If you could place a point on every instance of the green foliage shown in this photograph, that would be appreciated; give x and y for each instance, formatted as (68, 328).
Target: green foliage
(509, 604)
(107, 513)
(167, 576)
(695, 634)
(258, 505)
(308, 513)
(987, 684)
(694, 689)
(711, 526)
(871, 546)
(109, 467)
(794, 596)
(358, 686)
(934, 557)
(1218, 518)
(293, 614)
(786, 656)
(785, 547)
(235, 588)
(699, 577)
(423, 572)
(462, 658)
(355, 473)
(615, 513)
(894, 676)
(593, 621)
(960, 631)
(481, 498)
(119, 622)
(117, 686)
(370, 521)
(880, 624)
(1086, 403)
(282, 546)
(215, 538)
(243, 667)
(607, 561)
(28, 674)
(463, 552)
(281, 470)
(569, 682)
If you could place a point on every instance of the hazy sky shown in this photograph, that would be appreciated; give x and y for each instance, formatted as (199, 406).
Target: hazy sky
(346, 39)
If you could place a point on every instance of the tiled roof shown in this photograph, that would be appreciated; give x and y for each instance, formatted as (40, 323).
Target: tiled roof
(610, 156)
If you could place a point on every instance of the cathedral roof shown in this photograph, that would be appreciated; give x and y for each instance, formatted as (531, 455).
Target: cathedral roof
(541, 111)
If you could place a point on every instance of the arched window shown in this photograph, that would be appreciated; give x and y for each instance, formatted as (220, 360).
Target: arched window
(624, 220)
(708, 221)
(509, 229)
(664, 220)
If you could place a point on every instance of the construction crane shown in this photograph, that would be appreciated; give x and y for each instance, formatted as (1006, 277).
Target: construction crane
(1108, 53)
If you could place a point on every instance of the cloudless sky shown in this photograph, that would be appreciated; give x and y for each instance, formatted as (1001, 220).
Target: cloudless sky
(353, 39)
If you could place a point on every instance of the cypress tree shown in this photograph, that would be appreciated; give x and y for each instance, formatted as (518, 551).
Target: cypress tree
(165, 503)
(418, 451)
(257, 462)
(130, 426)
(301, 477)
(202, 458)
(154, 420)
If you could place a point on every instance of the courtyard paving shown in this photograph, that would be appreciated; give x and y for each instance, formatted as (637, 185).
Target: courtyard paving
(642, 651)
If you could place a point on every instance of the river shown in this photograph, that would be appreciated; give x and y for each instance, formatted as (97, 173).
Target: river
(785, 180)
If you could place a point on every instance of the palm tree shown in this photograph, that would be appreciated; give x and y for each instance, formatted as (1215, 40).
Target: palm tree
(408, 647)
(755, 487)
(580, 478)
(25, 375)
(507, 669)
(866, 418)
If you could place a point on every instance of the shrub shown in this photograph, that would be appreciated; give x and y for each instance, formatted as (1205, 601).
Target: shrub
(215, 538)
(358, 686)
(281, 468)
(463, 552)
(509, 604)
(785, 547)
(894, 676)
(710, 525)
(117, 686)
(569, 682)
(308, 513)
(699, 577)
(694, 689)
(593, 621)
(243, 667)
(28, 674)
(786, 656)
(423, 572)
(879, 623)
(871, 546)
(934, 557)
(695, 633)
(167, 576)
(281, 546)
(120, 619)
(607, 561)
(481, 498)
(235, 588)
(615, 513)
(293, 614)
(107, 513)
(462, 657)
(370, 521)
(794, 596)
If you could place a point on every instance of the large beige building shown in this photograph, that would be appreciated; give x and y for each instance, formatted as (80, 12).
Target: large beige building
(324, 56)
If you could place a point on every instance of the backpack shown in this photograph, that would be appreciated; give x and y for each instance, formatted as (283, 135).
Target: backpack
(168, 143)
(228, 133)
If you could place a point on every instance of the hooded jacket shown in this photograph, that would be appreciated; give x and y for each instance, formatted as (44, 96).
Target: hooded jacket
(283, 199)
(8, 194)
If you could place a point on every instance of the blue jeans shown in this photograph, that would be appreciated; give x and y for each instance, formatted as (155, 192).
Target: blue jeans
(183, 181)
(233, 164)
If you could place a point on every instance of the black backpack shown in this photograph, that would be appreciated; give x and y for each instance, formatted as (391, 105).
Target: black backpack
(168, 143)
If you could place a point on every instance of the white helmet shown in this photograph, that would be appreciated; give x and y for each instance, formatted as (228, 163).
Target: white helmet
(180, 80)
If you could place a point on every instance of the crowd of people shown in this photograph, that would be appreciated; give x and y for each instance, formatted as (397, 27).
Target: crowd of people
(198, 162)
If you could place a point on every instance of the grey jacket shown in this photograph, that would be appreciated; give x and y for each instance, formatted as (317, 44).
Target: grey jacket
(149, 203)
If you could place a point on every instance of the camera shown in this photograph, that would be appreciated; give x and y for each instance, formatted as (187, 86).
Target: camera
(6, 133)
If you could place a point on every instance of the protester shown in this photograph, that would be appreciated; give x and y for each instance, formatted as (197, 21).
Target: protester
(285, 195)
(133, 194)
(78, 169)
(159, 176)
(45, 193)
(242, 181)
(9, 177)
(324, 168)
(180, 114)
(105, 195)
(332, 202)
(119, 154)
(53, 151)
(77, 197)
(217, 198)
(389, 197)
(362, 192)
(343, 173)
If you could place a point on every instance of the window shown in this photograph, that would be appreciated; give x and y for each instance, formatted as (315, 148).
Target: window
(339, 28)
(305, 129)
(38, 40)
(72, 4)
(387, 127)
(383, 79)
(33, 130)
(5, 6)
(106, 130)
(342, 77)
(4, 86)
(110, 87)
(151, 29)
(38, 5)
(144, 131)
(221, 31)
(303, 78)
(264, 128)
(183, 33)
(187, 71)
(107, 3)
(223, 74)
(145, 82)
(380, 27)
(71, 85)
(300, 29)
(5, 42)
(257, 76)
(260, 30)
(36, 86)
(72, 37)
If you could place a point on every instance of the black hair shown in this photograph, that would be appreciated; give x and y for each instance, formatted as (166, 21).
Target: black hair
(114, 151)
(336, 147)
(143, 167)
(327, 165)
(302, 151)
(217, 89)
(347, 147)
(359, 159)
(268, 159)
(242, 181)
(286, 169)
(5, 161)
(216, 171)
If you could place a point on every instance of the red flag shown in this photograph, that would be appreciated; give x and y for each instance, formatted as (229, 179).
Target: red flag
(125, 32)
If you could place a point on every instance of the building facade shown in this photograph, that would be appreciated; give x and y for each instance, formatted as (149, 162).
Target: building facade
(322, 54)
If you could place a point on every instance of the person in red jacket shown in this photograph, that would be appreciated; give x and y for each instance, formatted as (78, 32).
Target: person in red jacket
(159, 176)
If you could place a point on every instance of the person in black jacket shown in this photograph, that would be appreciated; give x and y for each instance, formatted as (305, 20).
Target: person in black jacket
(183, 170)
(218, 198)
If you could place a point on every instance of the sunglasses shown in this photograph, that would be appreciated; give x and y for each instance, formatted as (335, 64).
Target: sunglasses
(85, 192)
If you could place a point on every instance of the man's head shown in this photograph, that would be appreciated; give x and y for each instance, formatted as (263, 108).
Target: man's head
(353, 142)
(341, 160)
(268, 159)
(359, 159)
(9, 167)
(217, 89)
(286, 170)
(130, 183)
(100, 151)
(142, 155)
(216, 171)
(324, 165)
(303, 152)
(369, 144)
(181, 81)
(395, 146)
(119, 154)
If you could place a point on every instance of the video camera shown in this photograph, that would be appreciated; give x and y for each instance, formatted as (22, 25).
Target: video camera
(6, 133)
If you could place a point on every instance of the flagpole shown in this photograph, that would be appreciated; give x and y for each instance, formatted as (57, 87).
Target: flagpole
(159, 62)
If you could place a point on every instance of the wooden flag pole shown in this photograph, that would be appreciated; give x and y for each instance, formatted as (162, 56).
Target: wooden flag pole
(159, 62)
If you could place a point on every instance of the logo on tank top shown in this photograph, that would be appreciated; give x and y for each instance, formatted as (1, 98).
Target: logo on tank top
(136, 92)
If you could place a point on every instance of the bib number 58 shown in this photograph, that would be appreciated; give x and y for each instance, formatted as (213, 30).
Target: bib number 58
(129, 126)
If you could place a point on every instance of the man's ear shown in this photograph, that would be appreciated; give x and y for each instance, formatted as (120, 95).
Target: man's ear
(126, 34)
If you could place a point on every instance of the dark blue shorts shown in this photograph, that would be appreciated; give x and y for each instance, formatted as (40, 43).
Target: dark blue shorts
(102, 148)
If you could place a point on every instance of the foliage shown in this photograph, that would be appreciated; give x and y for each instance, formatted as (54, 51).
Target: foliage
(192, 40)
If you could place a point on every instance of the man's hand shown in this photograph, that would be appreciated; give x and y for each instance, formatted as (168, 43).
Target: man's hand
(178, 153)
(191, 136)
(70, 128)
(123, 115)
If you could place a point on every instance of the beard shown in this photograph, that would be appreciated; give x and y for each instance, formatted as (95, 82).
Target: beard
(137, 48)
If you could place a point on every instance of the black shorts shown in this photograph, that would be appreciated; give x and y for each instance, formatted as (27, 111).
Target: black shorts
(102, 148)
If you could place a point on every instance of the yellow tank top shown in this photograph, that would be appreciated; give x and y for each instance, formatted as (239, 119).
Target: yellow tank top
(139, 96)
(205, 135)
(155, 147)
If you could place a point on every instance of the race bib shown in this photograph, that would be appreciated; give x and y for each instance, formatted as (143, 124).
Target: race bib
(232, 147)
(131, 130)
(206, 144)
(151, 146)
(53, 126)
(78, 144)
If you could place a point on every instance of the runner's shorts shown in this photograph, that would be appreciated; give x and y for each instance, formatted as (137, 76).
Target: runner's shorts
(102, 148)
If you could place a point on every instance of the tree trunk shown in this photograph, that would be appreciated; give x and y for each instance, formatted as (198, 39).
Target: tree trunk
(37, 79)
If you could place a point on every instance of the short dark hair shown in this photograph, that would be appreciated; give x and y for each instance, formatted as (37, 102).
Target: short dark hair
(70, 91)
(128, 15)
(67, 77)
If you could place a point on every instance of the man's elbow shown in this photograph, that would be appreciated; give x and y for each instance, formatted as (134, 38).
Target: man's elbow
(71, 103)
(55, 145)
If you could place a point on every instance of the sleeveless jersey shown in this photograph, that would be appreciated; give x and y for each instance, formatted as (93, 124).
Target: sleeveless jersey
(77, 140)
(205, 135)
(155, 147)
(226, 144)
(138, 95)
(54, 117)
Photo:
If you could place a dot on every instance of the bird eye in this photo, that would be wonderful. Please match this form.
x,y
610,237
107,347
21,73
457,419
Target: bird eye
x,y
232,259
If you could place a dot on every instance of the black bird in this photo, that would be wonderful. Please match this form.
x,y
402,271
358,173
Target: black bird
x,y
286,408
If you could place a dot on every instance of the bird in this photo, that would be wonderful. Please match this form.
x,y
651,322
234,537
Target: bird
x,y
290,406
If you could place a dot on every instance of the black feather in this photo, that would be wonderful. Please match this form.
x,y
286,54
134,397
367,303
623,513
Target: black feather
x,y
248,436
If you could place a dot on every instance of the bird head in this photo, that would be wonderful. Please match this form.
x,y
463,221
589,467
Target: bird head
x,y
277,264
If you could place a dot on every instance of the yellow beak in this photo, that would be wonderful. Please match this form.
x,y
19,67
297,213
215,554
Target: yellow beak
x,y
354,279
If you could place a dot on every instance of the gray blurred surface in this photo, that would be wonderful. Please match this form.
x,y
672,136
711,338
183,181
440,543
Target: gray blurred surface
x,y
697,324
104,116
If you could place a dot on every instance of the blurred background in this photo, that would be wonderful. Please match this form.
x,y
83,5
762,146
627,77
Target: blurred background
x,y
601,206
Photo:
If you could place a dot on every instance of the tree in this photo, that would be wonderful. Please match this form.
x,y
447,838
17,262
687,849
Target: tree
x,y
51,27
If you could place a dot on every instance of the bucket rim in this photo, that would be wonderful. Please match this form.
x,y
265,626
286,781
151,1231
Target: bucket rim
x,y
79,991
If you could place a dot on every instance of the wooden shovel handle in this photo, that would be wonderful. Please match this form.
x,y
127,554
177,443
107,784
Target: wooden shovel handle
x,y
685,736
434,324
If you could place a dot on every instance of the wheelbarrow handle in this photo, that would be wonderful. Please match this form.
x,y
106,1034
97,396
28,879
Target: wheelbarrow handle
· · · ·
Copy from the entries only those lines that hold the word "wheelbarrow".

If you could place a dot on every instance of the wheelbarrow handle in this photo, that would be wonderful. Please match this form.
Target: wheelbarrow handle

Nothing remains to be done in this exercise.